_What to do_
Among the entries that follow, the required portion opens with the line containing "Report x and y for each instance of the dark suv" and closes with the line containing "Report x and y for each instance of the building in". Give that portion again exactly, and nothing else.

---- Available data

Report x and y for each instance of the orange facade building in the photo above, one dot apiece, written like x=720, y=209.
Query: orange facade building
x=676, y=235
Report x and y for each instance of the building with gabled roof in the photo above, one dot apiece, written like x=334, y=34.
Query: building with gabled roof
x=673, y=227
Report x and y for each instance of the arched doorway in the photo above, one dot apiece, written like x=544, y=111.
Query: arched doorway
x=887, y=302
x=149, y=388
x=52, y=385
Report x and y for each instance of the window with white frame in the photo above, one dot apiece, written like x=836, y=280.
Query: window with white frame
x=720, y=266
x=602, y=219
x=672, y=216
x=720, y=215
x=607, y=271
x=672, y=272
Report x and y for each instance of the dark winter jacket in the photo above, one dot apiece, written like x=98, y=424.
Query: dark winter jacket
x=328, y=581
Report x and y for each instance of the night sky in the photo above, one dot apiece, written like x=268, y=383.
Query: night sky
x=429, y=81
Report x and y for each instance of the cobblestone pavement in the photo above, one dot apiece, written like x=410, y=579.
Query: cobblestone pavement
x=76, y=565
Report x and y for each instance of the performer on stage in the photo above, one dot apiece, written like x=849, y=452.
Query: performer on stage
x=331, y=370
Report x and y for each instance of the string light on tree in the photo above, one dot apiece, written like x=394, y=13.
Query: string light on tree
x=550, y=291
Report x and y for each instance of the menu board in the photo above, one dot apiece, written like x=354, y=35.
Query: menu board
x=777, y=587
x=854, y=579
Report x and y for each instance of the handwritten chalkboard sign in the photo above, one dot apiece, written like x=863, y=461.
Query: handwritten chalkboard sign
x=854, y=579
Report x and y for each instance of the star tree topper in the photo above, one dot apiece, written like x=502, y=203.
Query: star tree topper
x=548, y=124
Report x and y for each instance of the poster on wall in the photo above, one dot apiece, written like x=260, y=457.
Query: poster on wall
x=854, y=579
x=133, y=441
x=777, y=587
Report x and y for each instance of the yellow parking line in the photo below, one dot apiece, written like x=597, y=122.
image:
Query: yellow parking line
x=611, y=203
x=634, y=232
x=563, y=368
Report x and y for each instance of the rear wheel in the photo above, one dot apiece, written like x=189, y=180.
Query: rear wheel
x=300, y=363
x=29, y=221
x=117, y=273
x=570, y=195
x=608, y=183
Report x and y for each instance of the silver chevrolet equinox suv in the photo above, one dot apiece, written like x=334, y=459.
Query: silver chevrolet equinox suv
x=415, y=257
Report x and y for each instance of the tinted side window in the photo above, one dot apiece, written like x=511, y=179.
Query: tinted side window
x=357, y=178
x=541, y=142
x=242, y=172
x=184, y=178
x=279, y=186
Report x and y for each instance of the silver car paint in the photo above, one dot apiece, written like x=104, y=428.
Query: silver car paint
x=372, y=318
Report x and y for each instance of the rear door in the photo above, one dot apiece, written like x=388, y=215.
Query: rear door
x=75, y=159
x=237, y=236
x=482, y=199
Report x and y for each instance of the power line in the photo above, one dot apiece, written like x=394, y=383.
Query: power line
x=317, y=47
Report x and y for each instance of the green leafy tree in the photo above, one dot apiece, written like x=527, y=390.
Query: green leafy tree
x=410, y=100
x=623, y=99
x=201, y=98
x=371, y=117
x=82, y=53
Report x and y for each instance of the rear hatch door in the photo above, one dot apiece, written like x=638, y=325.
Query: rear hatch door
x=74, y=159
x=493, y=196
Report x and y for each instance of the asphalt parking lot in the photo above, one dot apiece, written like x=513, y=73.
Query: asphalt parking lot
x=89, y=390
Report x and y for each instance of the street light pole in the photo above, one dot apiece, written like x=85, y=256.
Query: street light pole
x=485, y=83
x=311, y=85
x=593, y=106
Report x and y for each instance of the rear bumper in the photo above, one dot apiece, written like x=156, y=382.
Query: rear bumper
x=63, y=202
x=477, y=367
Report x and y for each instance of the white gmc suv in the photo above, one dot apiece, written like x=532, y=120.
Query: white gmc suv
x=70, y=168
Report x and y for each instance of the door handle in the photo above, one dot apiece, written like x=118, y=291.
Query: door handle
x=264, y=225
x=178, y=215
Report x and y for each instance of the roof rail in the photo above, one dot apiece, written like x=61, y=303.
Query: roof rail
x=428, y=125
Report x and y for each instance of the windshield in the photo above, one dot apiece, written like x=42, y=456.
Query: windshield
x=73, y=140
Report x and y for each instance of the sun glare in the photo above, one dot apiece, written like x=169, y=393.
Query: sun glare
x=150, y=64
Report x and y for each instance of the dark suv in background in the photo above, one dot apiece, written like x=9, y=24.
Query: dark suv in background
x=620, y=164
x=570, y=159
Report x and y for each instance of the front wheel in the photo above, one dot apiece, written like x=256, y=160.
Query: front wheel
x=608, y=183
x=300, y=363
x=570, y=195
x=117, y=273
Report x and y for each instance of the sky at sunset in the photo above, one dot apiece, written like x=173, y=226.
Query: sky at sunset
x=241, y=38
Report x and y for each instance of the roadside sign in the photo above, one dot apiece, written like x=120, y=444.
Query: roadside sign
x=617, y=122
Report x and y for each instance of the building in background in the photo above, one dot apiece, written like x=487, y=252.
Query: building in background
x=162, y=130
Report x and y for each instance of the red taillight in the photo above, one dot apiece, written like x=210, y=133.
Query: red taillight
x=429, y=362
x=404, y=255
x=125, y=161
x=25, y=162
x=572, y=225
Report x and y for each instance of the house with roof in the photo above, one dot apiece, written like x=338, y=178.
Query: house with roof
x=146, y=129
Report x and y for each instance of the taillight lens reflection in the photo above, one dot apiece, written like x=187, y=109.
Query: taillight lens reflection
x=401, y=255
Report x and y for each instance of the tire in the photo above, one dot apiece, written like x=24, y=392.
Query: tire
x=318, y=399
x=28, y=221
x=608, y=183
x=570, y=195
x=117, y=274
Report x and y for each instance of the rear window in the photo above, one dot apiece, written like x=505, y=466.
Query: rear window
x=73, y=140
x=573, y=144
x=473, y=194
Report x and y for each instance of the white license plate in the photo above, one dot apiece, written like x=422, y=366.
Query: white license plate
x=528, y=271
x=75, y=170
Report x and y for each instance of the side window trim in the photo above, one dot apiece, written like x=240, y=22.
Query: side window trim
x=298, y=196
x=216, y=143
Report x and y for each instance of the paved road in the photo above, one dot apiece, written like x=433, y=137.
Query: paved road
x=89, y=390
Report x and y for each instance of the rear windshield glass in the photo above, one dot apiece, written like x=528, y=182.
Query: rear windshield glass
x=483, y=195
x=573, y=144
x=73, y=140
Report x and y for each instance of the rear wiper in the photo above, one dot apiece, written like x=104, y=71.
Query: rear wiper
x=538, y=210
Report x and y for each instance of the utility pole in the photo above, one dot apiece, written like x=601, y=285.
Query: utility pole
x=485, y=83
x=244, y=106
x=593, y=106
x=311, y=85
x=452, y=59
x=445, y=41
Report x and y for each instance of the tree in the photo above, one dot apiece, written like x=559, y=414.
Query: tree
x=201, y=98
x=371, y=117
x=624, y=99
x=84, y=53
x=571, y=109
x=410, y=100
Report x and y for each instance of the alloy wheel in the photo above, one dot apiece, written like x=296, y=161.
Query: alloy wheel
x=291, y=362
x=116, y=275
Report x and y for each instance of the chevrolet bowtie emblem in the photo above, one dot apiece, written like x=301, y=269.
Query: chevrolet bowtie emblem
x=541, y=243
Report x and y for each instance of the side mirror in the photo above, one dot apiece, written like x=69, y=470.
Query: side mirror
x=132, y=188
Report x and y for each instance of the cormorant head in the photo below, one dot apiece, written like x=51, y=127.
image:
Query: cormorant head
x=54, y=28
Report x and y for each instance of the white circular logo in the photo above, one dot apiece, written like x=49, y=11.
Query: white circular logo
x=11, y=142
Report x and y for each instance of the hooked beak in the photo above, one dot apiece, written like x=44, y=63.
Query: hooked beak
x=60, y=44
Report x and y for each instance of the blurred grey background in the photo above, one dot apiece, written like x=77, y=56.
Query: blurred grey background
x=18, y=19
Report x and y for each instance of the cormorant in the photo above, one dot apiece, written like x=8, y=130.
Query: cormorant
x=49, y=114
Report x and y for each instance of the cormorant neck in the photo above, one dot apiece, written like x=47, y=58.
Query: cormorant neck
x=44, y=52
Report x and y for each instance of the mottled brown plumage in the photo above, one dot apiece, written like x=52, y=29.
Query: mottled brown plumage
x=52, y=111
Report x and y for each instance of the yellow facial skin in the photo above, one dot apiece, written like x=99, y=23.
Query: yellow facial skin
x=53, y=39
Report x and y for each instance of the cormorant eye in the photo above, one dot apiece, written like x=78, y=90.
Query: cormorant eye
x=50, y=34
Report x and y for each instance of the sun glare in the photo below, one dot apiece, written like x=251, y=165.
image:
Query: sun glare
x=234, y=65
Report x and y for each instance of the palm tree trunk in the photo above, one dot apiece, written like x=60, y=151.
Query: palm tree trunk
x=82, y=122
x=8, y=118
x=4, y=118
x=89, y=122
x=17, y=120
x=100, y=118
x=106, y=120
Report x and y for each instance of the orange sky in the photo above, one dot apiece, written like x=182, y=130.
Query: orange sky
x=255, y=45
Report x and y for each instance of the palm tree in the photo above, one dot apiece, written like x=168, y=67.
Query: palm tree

--------

_Your solution_
Report x and y for each instance of the dark suv in background in the photo above, one dot apiece, written like x=9, y=24.
Query: dark suv in background
x=620, y=164
x=570, y=159
Report x and y for each instance of the front wheel in the photo above, one dot apiece, written like x=256, y=160.
Query: front wheel
x=608, y=183
x=300, y=363
x=570, y=195
x=117, y=273
Report x and y for each instance of the sky at sunset in the photo above, one dot apiece, written like x=173, y=226.
Query: sky at sunset
x=241, y=38
Report x and y for each instance of the roadside sign in the photo above, one dot apiece, written like x=120, y=444.
Query: roadside sign
x=617, y=122
Report x and y for each instance of the building in background in the photo above, one dot apiece, written like x=487, y=252.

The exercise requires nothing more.